§ WHAT IS ASKED:
List every name or initialism that the passage on San Miguel de Allende gives for the town.

The town was originally created by the Spaniards as a fortified city to protect their commerce and silver transit roads in the area, as I explained in my Fortified city of San Miguel and Sanctuary article. It was named simply “San Miguel”, the town changed name to add the “de Allende” part after the Mexican independence to honour Ignacio Allende a hero of the independence who was born in San Miguel. Locals say simply “San Miguel” and outsiders wanting to identify the city simply use the initials “SMA”.

San Miguel de Allende became popular after WWII when soldiers and artists (mostly painters then) discovered the city and its great weather. Artists were attracted by the architecture and the colours. Since, the American population in SMA constantly grew up. Now, SMA simply couldn't survive without these Americans living here on a permanent basis. Due to that massive American population, the city became a renowned centre for Spanish language schools for foreigners. Although it's not the ideal place to learn Spanish as you probably read at the end of my interview Meet Margret.

§ DATA LINES:
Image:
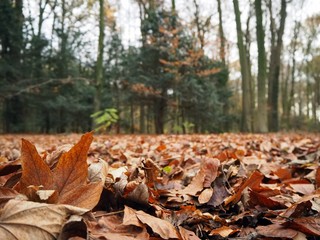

§ WRITTEN ANSWER:
- San Miguel
- San Miguel de Allende
- SMA